● 本文抜粋:
((
実際の記録時間は、液晶使用時にシャッターを押してから、記録が終わり、液晶が静止画状態から撮影状態に復帰するまでの時間では約10秒もかかる。そのため、4枚連続して撮影すると、その記録がすべて終了するまでに40秒も待たされるわけだ。
しかも、連写時でも、液晶モニターは1枚目の画像の記録が終了するまでその画像を表示し続けるため、液晶ファインダーでは実用にならない。つまり、実質的には光学ファインダーでしか連写できないわけだ。このあたりは、液晶モニターで連続的にフレーミングしながら連写できるCybershotやQV-700とは全く異質なもので、私のような液晶派には大いに不満を感じる部分。カタログスペックから想像するような軽快感とはややイメージが異なるわけだ。
一方、画像の再生は実に軽快。なにしろ、秒間1コマペースでコマ送りができ、おそらくこの再生速度はクラス最速レベル。また、サムネールを実画像とは別ファイルで備えている「CIFF」フォーマットを採用しているため、16枚が一括表示できるサムネールモードでの再生速度は他を圧倒するほど高速だ。このあたりは、CIFFフォーマットならではのもの。
また、CIFFでは画像データとともに、特定の画像に対してマーキングできる。本機にもこのマーク機能が備わっており、再生時に液晶表示をみながらマークすることができる。このマークを利用し、カメラ単体で指定したファイルだけをスライドショーとして表示することもできる。
さらに、同社のPCカード対応プリンターに同機のCFカードをセットすることで、マークファイルだけを自動的にプリントすることができるなど、プリンターとの連携も図られている。
しかし、CIFFフォーマットの場合、サムネール画像も本画像とは別にJPEGファイルとして記録されているため、PC上で汎用の画像ブラウザで一覧表示させると、解像度の違う同じ画像が2枚ずつ表示されてしまう点はやや煩わしい。これは、現時点でCIFFに完全対応した汎用アプリケーションがないことも原因といえるが、もし、キヤノンとともにCIFFを推進してゆくのであれば、画像関係アプリケーションでCIFFの特徴を最大限に活かせるものを用意すべきだろう。
ちなみに、富士フイルムのデジタルプリントサービスである「F-DI」は、現時点でスマートメディアのExifフォーマットしか対応していないため、本機のようなCFカードでしかもCIFFフォーマットのカードを持ち込んでもプリントすることはできない。
●解像度は高いが再現域と色再現に癖のある写り
気になる画質だが、もともと先代モデルから補色系ならではの解像度の高さでは定評があっただけに、その点は本機にもきちんと受け継がれている。実際に解像度の点では、VGAクラスのなかでもトップレベルといえる実力だ。
))
● 一覧の行:
((
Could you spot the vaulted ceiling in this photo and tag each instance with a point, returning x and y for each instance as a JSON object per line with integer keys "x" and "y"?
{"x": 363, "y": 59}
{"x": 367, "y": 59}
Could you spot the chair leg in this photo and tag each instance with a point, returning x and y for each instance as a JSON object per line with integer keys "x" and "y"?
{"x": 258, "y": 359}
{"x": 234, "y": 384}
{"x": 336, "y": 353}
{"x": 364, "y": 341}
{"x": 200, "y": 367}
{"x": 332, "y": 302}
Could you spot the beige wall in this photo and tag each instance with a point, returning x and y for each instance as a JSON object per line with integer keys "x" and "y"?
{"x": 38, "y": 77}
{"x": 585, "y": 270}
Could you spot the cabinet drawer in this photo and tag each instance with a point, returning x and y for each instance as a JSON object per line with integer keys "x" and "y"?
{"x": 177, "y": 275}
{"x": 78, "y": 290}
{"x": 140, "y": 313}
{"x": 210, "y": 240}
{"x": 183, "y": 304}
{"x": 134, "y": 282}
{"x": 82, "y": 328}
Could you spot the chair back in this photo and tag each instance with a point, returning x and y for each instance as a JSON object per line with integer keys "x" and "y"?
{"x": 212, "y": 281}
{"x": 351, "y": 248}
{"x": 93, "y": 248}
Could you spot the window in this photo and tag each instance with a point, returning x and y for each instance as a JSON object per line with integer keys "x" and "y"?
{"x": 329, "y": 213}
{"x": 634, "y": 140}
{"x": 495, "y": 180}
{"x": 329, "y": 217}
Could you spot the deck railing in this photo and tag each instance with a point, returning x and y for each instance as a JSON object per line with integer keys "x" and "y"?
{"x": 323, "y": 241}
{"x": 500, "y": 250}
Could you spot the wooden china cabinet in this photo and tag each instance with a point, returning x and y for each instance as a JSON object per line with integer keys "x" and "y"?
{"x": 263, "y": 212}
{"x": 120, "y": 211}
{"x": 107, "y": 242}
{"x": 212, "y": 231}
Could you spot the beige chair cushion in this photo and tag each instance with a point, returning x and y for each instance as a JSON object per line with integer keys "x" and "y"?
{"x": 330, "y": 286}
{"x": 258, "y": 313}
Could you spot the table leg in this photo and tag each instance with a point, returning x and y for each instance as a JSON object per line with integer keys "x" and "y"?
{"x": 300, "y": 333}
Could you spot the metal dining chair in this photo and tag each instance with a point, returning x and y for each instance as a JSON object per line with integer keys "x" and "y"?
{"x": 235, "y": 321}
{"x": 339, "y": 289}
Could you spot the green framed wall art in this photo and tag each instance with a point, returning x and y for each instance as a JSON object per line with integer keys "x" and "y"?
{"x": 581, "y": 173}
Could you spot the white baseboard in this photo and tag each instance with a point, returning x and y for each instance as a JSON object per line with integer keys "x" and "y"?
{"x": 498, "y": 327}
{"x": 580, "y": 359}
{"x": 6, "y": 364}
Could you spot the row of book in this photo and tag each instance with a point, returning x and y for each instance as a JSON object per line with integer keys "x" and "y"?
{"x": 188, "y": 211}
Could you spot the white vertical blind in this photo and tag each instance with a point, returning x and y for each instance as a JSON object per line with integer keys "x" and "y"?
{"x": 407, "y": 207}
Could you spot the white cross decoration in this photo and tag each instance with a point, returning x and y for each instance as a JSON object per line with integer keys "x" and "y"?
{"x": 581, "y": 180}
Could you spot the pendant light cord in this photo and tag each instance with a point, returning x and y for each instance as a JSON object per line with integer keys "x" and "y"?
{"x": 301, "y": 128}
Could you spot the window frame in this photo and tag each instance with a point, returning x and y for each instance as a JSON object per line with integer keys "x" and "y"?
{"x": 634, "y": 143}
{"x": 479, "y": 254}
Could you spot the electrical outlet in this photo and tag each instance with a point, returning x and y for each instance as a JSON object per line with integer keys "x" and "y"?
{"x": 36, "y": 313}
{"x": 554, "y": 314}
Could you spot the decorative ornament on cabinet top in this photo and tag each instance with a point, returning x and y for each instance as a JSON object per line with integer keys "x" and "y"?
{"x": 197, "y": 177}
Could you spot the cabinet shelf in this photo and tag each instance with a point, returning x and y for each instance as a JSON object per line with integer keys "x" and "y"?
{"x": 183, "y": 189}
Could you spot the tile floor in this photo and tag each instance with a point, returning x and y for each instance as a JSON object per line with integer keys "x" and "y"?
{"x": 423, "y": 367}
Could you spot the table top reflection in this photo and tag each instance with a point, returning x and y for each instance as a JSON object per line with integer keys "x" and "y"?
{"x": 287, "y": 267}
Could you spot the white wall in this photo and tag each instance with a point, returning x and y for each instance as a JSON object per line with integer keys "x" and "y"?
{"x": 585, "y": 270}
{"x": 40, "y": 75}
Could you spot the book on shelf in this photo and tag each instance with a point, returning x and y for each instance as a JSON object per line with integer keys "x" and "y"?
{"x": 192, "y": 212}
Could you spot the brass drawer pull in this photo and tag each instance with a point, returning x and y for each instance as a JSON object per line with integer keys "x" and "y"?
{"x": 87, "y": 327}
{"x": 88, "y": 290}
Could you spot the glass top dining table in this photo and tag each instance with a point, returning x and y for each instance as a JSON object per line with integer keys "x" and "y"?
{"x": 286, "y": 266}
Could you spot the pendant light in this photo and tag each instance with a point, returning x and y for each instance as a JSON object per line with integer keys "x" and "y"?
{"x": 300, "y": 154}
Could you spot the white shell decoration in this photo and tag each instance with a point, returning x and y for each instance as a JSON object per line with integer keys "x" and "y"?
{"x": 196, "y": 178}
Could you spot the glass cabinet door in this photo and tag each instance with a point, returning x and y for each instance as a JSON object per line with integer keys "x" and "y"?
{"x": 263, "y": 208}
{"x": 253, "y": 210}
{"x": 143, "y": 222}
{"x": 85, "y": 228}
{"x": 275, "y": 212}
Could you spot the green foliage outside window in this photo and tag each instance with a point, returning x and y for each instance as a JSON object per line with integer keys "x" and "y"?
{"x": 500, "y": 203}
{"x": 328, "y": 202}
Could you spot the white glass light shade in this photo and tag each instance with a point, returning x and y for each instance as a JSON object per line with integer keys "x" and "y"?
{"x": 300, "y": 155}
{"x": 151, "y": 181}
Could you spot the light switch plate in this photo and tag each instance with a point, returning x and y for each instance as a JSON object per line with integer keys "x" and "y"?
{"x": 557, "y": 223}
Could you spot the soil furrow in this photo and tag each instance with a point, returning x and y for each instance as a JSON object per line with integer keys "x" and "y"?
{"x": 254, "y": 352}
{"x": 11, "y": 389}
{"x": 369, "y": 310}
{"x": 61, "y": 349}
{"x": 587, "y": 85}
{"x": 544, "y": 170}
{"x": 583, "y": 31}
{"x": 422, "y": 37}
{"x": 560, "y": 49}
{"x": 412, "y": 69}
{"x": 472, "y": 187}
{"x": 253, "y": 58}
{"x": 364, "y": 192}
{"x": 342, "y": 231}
))
● 設問:
- A) 本文抜粋によると、4枚連続して撮影した場合、記録がすべて終わるまでに何秒待たされますか。
- B) 「book」という文字列を含む行を数え、その数だけを答えてください。

● 完全な解答:
- A) 40秒待たされます。

- B) 2